Così, dal 1999 l’euro viene usato sui mercati finanziari e a partire dal 1° gennaio 2002, è entrato a far parte della vita quotidiana di tutti i cittadini italiani. Per qualche mese, fino al marzo 2002, in Italia la lira e l’euro circolarono in parallelo, per permettere una transizione meno brusca. Per qualche mese i cittadini potevano acquistare i prodotti sia in lire, sia in euro e i negozi dovevano esporre i prezzi dei prodotti in entrambe le valute, in modo che i consumatori si abituassero alla conversione.

Il falso mito del raddoppio dei prezzi

Si sente spesso dire che con l’introduzione dell’euro i prezzi siano duplicati, basti pensare al classico aneddoto del caffè il cui prezzo sarebbe aumentato da 1000 lire a 1 euro, un vero e proprio raddoppio. Tuttavia, le statistiche mostrano una realtà differente: l’inflazione nel 2002 è stata del 2,5%, un dato relativamente basso se si pensa che tra il 1991 e il 2001 l’inflazione annua era stata in media del 3,4%. Si può sfatare questo mito anche attraverso un esperimento mentale: se davvero i prezzi fossero raddoppiati, mentre gli stipendi rimanevano invariati, gli italiani avrebbero dovuto dimezzare i loro acquisti. Tuttavia, il mito dei “prezzi raddoppiati” si è radicato nel dibattito pubblico, alimentando slogan politici sull’impoverimento della popolazione e suscitando sfiducia verso la moneta unica.

La Commissione Europea conduce regolarmente sondaggi sulla fiducia e i comportamenti dei consumatori nei paesi dell’Unione, raccogliendo dati che vengono aggregati a livello nazionale. Tra gli indicatori generati, uno misura la percezione dei prezzi negli ultimi dodici mesi e le aspettative per i successivi. Questo dato qualitativo non stima direttamente l’inflazione ma rileva la percentuale di persone che percepiscono un’inflazione “alta”. Sebbene abbia una valenza economica limitata, questo dato permette di analizzare la percezione sull’andamento dell’inflazione.

Istruzioni esercizio =>
Estrai dal brano sull'introduzione dell'euro il tratto che parte dalle parole "Il falso mito" e si chiude dopo "la moneta unica.", copiandolo senza alcuna modifica.

Voci del dataset =>
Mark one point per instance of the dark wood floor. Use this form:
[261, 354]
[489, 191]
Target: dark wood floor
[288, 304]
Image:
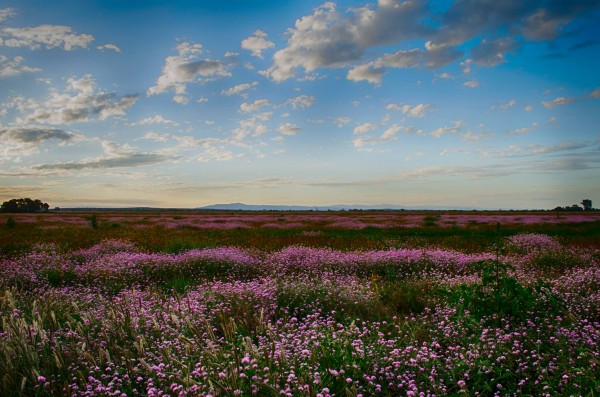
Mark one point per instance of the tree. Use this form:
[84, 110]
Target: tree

---

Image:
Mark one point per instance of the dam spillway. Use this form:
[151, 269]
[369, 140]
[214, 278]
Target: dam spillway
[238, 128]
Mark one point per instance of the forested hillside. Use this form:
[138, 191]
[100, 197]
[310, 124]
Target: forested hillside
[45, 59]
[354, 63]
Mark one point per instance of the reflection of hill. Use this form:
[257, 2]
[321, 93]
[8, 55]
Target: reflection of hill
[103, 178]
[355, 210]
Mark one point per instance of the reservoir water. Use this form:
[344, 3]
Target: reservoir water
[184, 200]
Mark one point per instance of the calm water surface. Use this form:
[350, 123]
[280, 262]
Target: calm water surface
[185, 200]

Risposta completa =>
Il falso mito del raddoppio dei prezzi

Si sente spesso dire che con l’introduzione dell’euro i prezzi siano duplicati, basti pensare al classico aneddoto del caffè il cui prezzo sarebbe aumentato da 1000 lire a 1 euro, un vero e proprio raddoppio. Tuttavia, le statistiche mostrano una realtà differente: l’inflazione nel 2002 è stata del 2,5%, un dato relativamente basso se si pensa che tra il 1991 e il 2001 l’inflazione annua era stata in media del 3,4%. Si può sfatare questo mito anche attraverso un esperimento mentale: se davvero i prezzi fossero raddoppiati, mentre gli stipendi rimanevano invariati, gli italiani avrebbero dovuto dimezzare i loro acquisti. Tuttavia, il mito dei “prezzi raddoppiati” si è radicato nel dibattito pubblico, alimentando slogan politici sull’impoverimento della popolazione e suscitando sfiducia verso la moneta unica.